__Goal of the exercise__
Output the lines below unchanged and in full, leaving out the pictures.

__Data provided__
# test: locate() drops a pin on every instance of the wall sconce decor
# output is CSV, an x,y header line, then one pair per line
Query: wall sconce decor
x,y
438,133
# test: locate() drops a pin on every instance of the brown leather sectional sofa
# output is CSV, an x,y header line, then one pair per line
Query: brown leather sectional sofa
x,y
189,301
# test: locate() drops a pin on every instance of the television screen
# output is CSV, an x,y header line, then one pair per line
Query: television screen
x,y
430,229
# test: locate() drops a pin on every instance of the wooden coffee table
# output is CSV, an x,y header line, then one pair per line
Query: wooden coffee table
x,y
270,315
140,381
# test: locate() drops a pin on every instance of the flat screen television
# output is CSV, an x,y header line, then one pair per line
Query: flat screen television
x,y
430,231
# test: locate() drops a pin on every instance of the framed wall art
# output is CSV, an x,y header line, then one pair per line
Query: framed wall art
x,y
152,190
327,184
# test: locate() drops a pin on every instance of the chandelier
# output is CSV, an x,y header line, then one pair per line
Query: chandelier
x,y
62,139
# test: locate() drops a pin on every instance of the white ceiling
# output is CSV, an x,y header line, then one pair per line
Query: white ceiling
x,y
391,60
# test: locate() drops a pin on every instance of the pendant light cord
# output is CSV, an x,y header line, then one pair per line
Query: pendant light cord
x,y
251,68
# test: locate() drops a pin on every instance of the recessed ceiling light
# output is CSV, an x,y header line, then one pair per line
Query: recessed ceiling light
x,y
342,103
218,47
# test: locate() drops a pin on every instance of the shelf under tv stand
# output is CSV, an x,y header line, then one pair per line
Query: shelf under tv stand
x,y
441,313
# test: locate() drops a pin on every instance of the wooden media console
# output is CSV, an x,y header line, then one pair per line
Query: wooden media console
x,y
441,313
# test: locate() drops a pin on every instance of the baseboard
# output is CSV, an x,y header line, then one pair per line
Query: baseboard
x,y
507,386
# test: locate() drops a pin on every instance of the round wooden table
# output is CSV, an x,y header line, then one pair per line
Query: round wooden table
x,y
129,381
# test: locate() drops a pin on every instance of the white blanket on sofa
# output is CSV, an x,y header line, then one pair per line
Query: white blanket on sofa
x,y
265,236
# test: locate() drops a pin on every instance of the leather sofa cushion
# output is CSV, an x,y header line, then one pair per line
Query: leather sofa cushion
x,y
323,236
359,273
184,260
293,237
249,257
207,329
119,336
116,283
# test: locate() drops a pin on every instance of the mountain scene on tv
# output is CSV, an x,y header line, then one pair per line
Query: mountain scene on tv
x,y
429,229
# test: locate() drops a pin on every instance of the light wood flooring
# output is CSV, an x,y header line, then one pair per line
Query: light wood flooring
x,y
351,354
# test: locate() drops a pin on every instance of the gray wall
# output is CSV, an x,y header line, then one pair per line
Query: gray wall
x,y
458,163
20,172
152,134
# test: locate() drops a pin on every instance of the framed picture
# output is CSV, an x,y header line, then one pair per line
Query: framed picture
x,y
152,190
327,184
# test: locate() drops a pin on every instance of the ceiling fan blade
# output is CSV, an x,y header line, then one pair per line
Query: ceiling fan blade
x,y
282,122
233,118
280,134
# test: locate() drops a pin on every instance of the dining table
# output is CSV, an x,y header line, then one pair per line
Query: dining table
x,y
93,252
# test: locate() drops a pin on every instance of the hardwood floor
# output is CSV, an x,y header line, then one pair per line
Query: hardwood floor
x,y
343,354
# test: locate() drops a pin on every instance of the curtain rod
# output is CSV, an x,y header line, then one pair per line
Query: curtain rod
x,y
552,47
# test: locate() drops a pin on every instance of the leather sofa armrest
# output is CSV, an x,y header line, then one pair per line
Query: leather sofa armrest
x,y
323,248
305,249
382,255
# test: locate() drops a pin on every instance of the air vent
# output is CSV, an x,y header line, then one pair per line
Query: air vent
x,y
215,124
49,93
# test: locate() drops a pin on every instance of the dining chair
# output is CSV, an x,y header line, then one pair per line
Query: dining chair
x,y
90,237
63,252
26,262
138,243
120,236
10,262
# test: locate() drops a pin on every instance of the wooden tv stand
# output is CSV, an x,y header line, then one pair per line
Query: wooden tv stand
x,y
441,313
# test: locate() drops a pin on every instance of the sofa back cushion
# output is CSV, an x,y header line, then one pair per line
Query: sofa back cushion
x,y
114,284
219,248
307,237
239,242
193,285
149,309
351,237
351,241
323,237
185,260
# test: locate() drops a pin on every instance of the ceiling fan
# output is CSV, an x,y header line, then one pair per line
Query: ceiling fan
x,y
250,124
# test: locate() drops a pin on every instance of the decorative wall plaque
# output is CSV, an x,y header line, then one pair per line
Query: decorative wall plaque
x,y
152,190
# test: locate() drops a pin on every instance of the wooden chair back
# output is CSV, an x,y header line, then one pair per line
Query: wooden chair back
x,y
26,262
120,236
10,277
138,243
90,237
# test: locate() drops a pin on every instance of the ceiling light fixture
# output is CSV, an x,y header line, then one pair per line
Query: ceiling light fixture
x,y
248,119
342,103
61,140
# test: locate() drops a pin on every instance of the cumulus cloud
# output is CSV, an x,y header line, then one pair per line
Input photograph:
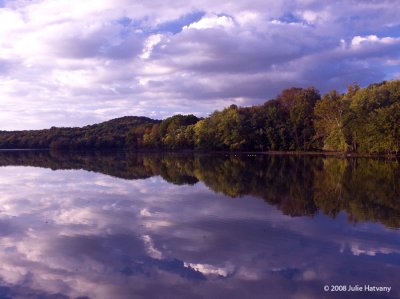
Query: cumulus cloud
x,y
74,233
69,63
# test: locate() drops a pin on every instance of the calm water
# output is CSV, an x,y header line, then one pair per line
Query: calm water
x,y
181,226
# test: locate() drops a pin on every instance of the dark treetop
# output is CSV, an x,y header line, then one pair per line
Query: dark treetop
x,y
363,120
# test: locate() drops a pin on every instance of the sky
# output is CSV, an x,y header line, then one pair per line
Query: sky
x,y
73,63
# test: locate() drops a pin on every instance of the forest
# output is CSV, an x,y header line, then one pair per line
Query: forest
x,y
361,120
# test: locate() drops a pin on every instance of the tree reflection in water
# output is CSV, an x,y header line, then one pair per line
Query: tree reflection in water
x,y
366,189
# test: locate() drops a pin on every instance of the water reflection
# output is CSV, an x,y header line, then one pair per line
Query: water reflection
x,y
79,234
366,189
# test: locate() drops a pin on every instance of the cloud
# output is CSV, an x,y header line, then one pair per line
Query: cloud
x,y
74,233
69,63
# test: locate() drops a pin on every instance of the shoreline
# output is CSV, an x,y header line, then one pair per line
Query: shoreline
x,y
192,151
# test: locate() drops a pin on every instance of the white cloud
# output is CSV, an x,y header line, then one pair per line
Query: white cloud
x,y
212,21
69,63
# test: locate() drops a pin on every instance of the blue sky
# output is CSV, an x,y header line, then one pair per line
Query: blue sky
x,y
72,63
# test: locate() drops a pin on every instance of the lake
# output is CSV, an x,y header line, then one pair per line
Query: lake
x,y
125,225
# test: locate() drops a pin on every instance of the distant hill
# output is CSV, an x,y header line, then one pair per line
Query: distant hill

__The answer__
# test: locate() drops a pin on every instance of the wall sconce decor
# output is CSV, an x,y header line, then one pair per line
Query: wall sconce decor
x,y
438,133
# test: locate() drops a pin on every instance of the brown leather sectional sofa
# output is CSV, an x,y header line, then one pair per line
Query: brown leather sectional sofa
x,y
189,301
# test: locate() drops a pin on every instance of the television screen
# output is CSV, an x,y header line, then one pair per line
Query: television screen
x,y
430,229
# test: locate() drops a pin on every instance of the wooden coffee table
# output is CSV, an x,y header line, then one pair per line
Query: wooden coffee table
x,y
270,315
140,381
# test: locate() drops a pin on every instance of the flat screen television
# output is CSV, an x,y header line, then one pair per line
Query: flat screen television
x,y
430,231
# test: locate() drops a pin on every instance of the framed wall art
# output is CSV, an x,y header line, then one pair per line
Query: framed wall art
x,y
152,190
327,184
# test: locate() drops a pin on every instance of the chandelier
# output is CSV, an x,y header line, then one pair per line
Query: chandelier
x,y
62,139
# test: locate() drops a pin on every instance of the white ceiling
# output is CSV, an x,y header line, then one pair per line
Query: white ceiling
x,y
391,60
# test: locate() drops a pin on every instance of the pendant light cord
# output is CSV, an x,y header line, then one pair per line
Query: pendant light cord
x,y
251,68
# test: locate() drops a pin on every instance of the recessed ceiling light
# output is CSV, an x,y header line, then one pair per line
Query: recessed ceiling light
x,y
342,103
218,47
# test: locate() drops a pin on every instance of the shelf under tv stand
# output is CSV, an x,y header line, then one pair per line
Query: shelf under tv stand
x,y
441,313
# test: locate() drops a pin on every instance of the wooden media console
# output is CSV, an x,y header line, then one pair per line
Query: wooden media console
x,y
441,313
# test: locate() drops a pin on every instance of the baseboard
# output is CSV, an x,y header line, then one pair per line
Query: baseboard
x,y
507,386
# test: locate() drops a pin on every instance of the round wooden table
# output is CSV, an x,y header line, then one pair per line
Query: round wooden table
x,y
129,381
# test: locate() drops a pin on every instance of the white blanket on sofa
# output is CSV, an x,y header line, then one pair per line
Query: white blanket on sofa
x,y
265,236
# test: locate() drops a pin on every instance of the leather sofa cushion
# output is CSV, an x,y header line, then one pair per line
Query: leather sofa cushion
x,y
323,236
359,273
184,260
293,237
249,257
207,329
119,336
116,283
# test: locate() drops a pin on every instance of the mountain scene on tv
# output is CSV, an x,y header line, then one pair per line
Query: mountain scene on tv
x,y
429,229
# test: locate() drops a pin on every instance of the light wood flooring
# output is CSV, an x,y header line, then one pair per line
Query: light wood flooring
x,y
351,354
# test: locate() drops a pin on every instance of the gray wall
# output is CSV, an x,y header line, then one pair per line
Query: gray wall
x,y
458,163
20,172
152,134
# test: locate() drops a pin on every instance of the framed picture
# output is CSV, an x,y header line, then one pair per line
Query: framed picture
x,y
152,190
327,184
# test: locate() drops a pin on every instance of the ceiling fan blade
# output is CSV, an x,y header line, then one pair per line
Query: ceiling fan blade
x,y
282,122
233,118
280,134
# test: locate() drops a pin on every instance of the dining table
# output is CSV, an x,y header line, then one pair per line
Query: dining table
x,y
93,252
# test: locate() drops a pin on every instance of the hardwood floor
# output is CSV, an x,y header line, then one pair per line
Query: hardwood floor
x,y
343,354
# test: locate() drops a pin on every instance of the curtain rod
# output is CSV, an x,y header line, then one pair per line
Query: curtain rod
x,y
552,47
# test: locate() drops a pin on every instance of the leather sofa armrest
# output is CSV, an x,y header line, then one pair per line
Query: leather sofa armrest
x,y
323,248
305,249
382,255
# test: locate() drops a pin on every instance of the air vent
# output is CSV, an x,y header line, then one pair per line
Query: air vent
x,y
215,124
49,93
# test: locate() drops a pin on every instance of the dining chair
# output is CSV, an x,y header line, then one pair per line
Query: dining chair
x,y
90,237
63,252
26,262
138,243
120,236
10,262
# test: locate() drops a pin on every instance of the wooden tv stand
# output is CSV, an x,y header line, then one pair per line
Query: wooden tv stand
x,y
441,313
# test: locate() drops a pin on every instance of the sofa back cushion
# output is CSV, an x,y header line, then one pair per line
Query: sofa back cushion
x,y
114,284
219,248
307,237
239,242
193,285
149,309
351,237
351,241
323,237
185,260
# test: locate() drops a pin on every instance of the ceiling fan
# output is CSV, an x,y header line, then one pair per line
Query: ceiling fan
x,y
250,124
# test: locate() drops a pin on every instance of the decorative wall plaque
# output is CSV, an x,y header line, then one pair per line
Query: decorative wall plaque
x,y
152,190
# test: locate() drops a pin on every instance of the wooden chair back
# output is CSV, an x,y header line, then one pair per line
Query: wooden chair back
x,y
26,262
120,236
10,277
138,243
90,237
# test: locate() drops a pin on every instance of the ceiling light fixture
# output is CSV, an x,y header line, then one pair per line
Query: ceiling light fixture
x,y
248,119
342,103
61,140
# test: locate() drops a pin on every instance of the cumulus cloud
# output is CSV, an x,y header line, then one pair per line
Input photograph:
Query: cumulus cloud
x,y
74,233
69,63
# test: locate() drops a pin on every instance of the calm water
# output is CSV, an x,y header line, then one pair per line
Query: calm water
x,y
181,226
# test: locate() drops a pin on every instance of the dark treetop
# output is CSV, an x,y header line, then one pair per line
Query: dark treetop
x,y
363,120
# test: locate() drops a pin on every instance of the sky
# output is CSV, an x,y header line, then one pair per line
Query: sky
x,y
73,63
# test: locate() drops a pin on every instance of the forest
# output is CSV, an x,y header line, then one pair per line
Query: forest
x,y
361,120
# test: locate() drops a pin on every instance of the tree reflection in water
# output is CSV, an x,y header line, then one pair per line
Query: tree reflection in water
x,y
366,189
# test: locate() drops a pin on every instance of the water reflection
# output is CSV, an x,y header line, then one pair per line
Query: water reflection
x,y
79,234
366,189
# test: locate() drops a pin on every instance of the cloud
# output is CSV, an x,y header line, then one pair per line
Query: cloud
x,y
74,233
69,63
# test: locate() drops a pin on every instance of the shoreline
# output is CSV, an x,y header line, then one pair per line
Query: shoreline
x,y
192,151
# test: locate() drops a pin on every instance of the white cloud
# output is CSV, an x,y header line, then one pair per line
Query: white cloud
x,y
212,21
69,63
# test: locate() drops a pin on every instance of the blue sky
# output is CSV, an x,y header line, then one pair per line
Query: blue sky
x,y
72,63
# test: locate() drops a pin on every instance of the lake
# output is CSV, an x,y header line, then one pair per line
Query: lake
x,y
125,225
# test: locate() drops a pin on every instance of the distant hill
# output is CSV, an x,y header line, then one pair per line
Query: distant hill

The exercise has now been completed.